(Requirement):
Write the material out again exactly.

====================

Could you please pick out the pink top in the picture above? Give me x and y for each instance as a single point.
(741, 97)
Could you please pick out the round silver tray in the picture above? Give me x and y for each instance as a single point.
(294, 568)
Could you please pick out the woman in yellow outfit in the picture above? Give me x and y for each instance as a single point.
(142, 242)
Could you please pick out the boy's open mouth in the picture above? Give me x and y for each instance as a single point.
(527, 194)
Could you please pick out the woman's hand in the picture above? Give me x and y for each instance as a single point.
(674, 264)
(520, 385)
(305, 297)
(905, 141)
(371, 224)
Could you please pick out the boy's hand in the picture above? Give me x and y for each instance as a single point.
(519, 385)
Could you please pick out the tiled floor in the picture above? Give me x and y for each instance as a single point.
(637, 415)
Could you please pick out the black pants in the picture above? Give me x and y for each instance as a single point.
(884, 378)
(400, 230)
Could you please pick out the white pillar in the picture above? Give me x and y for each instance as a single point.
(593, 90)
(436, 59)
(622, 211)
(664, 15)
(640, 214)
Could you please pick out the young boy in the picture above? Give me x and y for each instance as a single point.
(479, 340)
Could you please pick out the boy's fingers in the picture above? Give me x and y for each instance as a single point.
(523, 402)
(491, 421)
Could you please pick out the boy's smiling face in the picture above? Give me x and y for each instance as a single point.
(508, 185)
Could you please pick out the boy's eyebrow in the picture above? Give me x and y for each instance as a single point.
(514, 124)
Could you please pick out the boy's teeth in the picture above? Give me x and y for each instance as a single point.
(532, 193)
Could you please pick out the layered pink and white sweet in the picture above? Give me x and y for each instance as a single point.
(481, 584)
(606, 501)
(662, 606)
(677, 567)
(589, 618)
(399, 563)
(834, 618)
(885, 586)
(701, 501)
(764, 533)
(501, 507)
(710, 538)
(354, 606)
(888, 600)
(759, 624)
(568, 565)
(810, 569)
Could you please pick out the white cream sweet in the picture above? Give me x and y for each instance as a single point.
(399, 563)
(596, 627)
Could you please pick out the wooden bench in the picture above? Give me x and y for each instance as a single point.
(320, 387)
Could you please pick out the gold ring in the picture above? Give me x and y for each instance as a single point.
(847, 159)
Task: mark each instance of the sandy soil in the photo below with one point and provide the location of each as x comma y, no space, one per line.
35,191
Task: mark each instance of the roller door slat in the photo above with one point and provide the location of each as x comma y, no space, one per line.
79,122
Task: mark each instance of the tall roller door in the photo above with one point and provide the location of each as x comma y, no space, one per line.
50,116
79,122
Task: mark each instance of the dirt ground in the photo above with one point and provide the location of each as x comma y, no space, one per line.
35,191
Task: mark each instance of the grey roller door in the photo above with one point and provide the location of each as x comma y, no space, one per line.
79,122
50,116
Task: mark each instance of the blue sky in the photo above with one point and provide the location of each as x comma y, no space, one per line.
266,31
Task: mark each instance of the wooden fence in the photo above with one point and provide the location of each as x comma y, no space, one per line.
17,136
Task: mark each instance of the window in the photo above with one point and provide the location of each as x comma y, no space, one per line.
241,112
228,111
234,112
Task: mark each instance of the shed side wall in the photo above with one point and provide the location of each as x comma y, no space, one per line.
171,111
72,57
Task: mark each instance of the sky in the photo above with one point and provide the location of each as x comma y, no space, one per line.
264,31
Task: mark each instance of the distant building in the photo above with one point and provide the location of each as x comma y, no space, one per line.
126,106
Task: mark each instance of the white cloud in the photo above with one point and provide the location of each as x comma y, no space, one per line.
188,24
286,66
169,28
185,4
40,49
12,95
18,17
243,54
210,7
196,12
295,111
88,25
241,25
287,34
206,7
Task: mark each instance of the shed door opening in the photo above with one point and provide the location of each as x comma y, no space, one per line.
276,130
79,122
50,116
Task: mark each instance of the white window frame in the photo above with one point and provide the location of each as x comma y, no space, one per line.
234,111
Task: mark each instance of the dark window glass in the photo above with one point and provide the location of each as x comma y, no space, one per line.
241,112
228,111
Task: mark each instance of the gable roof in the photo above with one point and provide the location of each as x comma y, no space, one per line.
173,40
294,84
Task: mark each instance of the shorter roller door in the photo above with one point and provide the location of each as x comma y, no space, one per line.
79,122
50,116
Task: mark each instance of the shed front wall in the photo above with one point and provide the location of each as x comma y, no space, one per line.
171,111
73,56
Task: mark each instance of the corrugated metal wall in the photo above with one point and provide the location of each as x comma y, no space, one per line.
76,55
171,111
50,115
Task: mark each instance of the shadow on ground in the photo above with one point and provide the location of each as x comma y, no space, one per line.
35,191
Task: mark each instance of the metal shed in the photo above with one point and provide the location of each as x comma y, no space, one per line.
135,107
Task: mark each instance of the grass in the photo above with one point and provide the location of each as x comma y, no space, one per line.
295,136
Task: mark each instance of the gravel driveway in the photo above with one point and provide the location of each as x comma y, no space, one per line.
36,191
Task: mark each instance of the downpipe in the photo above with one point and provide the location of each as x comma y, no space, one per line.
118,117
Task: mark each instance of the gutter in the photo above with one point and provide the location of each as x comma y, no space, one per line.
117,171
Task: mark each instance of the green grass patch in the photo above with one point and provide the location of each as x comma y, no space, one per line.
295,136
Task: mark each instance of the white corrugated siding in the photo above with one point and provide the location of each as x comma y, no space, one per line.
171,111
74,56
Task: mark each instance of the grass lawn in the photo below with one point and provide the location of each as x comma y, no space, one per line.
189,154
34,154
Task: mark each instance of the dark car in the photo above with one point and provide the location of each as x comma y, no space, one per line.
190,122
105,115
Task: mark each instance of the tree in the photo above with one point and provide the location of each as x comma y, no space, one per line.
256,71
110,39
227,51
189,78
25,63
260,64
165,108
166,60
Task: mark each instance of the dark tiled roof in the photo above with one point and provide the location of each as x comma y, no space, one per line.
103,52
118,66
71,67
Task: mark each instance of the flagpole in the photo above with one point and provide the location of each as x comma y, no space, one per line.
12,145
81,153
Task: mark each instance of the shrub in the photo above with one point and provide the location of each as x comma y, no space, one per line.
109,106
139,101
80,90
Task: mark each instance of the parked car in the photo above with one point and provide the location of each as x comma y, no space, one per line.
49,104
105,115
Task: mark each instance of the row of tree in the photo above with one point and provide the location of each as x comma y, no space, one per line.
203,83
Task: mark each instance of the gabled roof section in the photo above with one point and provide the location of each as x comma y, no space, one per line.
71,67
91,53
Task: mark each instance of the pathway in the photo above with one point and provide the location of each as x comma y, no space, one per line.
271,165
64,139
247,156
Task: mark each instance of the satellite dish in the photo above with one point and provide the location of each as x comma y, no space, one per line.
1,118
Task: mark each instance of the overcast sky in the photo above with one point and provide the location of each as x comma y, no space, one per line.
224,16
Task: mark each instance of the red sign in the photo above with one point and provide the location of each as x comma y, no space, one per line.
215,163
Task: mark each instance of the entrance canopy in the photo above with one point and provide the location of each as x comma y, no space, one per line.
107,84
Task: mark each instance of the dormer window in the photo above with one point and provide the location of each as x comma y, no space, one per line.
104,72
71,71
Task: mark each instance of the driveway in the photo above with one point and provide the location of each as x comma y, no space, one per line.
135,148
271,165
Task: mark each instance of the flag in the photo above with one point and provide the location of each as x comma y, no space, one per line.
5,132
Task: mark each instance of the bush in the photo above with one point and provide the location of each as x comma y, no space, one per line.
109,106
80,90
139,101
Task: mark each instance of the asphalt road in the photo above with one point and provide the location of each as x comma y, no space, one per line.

====================

(Result of this exercise):
Could you please pick out the pink top in the picture above? Give me x and y for each instance as a single point.
(741, 97)
Could you please pick out the round silver tray in the picture above? Give me x and y for each instance as a single point.
(294, 568)
Could you please pick out the woman in yellow outfit in the picture above? Give me x and y for each instance as a single point.
(142, 242)
Could you please pick out the boy's open mouth in the picture above? Give me x and y for each instance as a single point.
(527, 194)
Could you please pick out the woman's hand in the picture above? Give me x and y for each instance as a single point.
(674, 264)
(520, 385)
(305, 297)
(905, 141)
(371, 224)
Could you please pick out the boy's hand in the picture above? Give me x and y for each instance as a single point.
(519, 385)
Could you please pick out the tiled floor in the picture above? Give me x and y for each instance as a single point.
(637, 415)
Could you please pick out the black pants in the picture above? Give me x and y for each instance as a single point.
(884, 378)
(400, 230)
Could you please pick out the white pillar in the picture above? Give me x and y for each instance as a single point.
(593, 90)
(436, 59)
(622, 211)
(664, 15)
(640, 214)
Could you please pick out the young boy in the picture above? Give me x and y for each instance as a single point.
(479, 340)
Could you please pick out the boy's fingers in the picture above? Give me x and y for each instance as a single point.
(523, 402)
(491, 421)
Could you please pick out the boy's smiling face in the picture above? Give me x and y for each instance as a single point.
(508, 185)
Could you please pick out the boy's eyebrow in the picture above? Give me x and y for each instance as a single point.
(514, 124)
Could you please pick out the boy's teeth in the picture above? Give me x and y for each instance as a single point.
(532, 193)
Could you please pick out the layered pink and white sweet in the picture above? Give me x and y for each instance as a single point.
(481, 584)
(606, 501)
(662, 606)
(677, 567)
(589, 618)
(399, 563)
(834, 618)
(885, 586)
(701, 501)
(764, 533)
(501, 507)
(710, 538)
(354, 606)
(888, 600)
(759, 624)
(568, 565)
(810, 569)
Could you please pick out the white cream sweet in the picture above? Give me x and y for each instance as a single point.
(399, 563)
(596, 627)
Could you please pick out the wooden bench in the picture above? Give me x and y for each instance as a single point.
(320, 387)
Could you please pick out the gold ring in the picture above? Give me x and y for each instance as a single point.
(847, 159)
Task: mark each instance of the sandy soil in the photo below with one point and provide the location of each as x comma y, no space, one per line.
35,191
Task: mark each instance of the roller door slat in the photo above with one point and provide the location of each as x comma y, no space, one per line.
79,122
Task: mark each instance of the tall roller door in the photo above with one point and provide the location of each as x comma y, no space, one per line.
50,116
79,122
Task: mark each instance of the dirt ground in the photo above with one point and provide the location of each as x comma y, no space, one per line.
35,191
Task: mark each instance of the grey roller door in the photo above with one point and provide the location of each as x comma y, no space, one per line.
79,122
50,116
Task: mark each instance of the blue sky in the photo above with one point and provide the location of each as x comma y, no space, one per line.
266,31
Task: mark each instance of the wooden fence in the photo above with one point and provide the location of each as x comma y, no space, one per line.
17,136
Task: mark each instance of the window in the photo above with one point and provide the location of each as x comma y, no space, one per line.
241,112
228,111
234,112
Task: mark each instance of the shed side wall in the photo above with one point and provide the location of each as x comma y, no space, one per line.
171,111
72,57
Task: mark each instance of the sky in the photo above with one point and provide the location of each as x comma y, no space, one per line.
264,31
Task: mark each instance of the distant building in the photo above with one point and provide the location of each as x comma y, no space, one per line.
126,106
Task: mark each instance of the white cloud in the photo above with one point and provide the location of each as x comma y, no space, one per line.
188,24
286,66
169,28
185,4
40,49
12,95
18,17
243,54
210,7
196,12
295,111
88,25
241,25
287,34
206,7
Task: mark each instance of the shed door opening in the photo above with one point and provide the location of each as x comma y, no space, one per line.
276,130
79,122
50,116
Task: mark each instance of the white window frame in the photo above with one point and provide the location of each as x comma y, no space, one per line.
234,111
Task: mark each instance of the dark window glass in the photo above with one point and provide the location of each as x comma y, no space, one per line.
241,112
228,111
Task: mark each instance of the gable roof in the photo above with one point and provide the location of each as x comma y, no space, one per line.
173,40
294,84
Task: mark each instance of the shorter roller door in the photo above with one point and provide the location of each as x comma y, no space, one per line.
79,122
50,116
Task: mark each instance of the shed front wall in the photo above with one point and provide the location of each as x comma y, no space, one per line.
171,111
73,56
Task: mark each instance of the corrugated metal wall in the photo above with one point and provide the location of each as x comma y, no space, one per line.
76,55
171,111
50,115
Task: mark each instance of the shadow on ground in the photo above with one point and provide the location of each as x comma y, no space, one per line.
35,191
Task: mark each instance of the metal shed in the photo above with one point and provide the location of each as x comma y, no space, one per line.
135,107
Task: mark each instance of the grass in the photo above with one point and provide the location of each as x comma y, no space, one per line.
295,136
Task: mark each instance of the gravel driveway in the photo above with one point and provide the location of each as x comma y, no space, one per line.
36,191
Task: mark each instance of the downpipe in the photo above with one point and provide the location of each as x comma y, no space, one per line.
118,117
Task: mark each instance of the gutter in the photo above with one point and provide the location of each as x comma y, no space, one per line.
117,171
Task: mark each instance of the green grass patch in the photo above with one point and provide the location of each as x comma y, no space, one per line.
295,136
Task: mark each instance of the white corrugated siding in the photo above with one point and provide the location of each as x comma y, no space, one per line.
171,111
74,56
Task: mark each instance of the grass lawn in the photo below with one point and provide the location of each as x comma y, no space, one per line.
189,154
34,154
Task: mark each instance of the dark car in the photo above with one point and provide the location of each as x comma y, no space, one per line.
190,122
105,115
Task: mark each instance of the tree in the photo above with one point and provide the location of each as x comma y, no space, one per line.
256,71
110,39
227,51
189,78
25,63
260,64
165,108
166,60
Task: mark each instance of the dark tiled roof in the photo above with one point and provide the location of each as x comma y, no space, one per line.
103,52
118,66
71,67
Task: mark each instance of the flagpole in the photo above with one point and provide the location of each as x comma y, no space, one per line.
12,145
81,153
Task: mark each instance of the shrub in the photo above with one point and provide the location of each as x comma y, no space, one per line.
109,106
139,101
80,90
Task: mark each instance of the parked car in the photo above with one point and provide the location of each as x comma y, no space, one per line.
49,104
105,115
Task: mark each instance of the row of tree in the photo above with one point and provide the location of each as x comma y, no space, one per line.
203,83
Task: mark each instance of the gabled roof section in the photo above with one point and provide the location of each as x comma y, no space, one per line.
71,67
91,53
Task: mark each instance of the pathway in the photo above with one point and provide the location of each as x comma y, no space, one per line.
271,165
64,139
247,156
Task: mark each instance of the satellite dish in the photo above with one point and provide the location of each as x comma y, no space, one per line.
1,118
Task: mark each instance of the overcast sky in the photo above with one point and provide the location of each as x comma y, no space, one per line.
224,16
Task: mark each instance of the red sign in the photo above with one point and provide the location of each as x comma y, no space, one per line.
215,163
Task: mark each instance of the entrance canopy in the photo above with one point and provide the location of each as x comma y, no space, one per line.
107,84
Task: mark each instance of the dormer window in the photo above with one point and provide the location of each as x comma y, no space, one per line.
104,72
71,71
Task: mark each instance of the driveway in the photo above with one point and provide the location of each as x comma y, no space, one per line.
135,148
271,165
Task: mark each instance of the flag in the photo above with one point and provide the location of each as x comma y, no space, one per line.
5,132
Task: mark each instance of the bush in the photo above with one point and provide the location of each as x comma y, no space, one per line.
109,106
80,90
139,101
Task: mark each instance of the asphalt road in the photo above with one point and provide the location of each as x comma y, no space, one per line.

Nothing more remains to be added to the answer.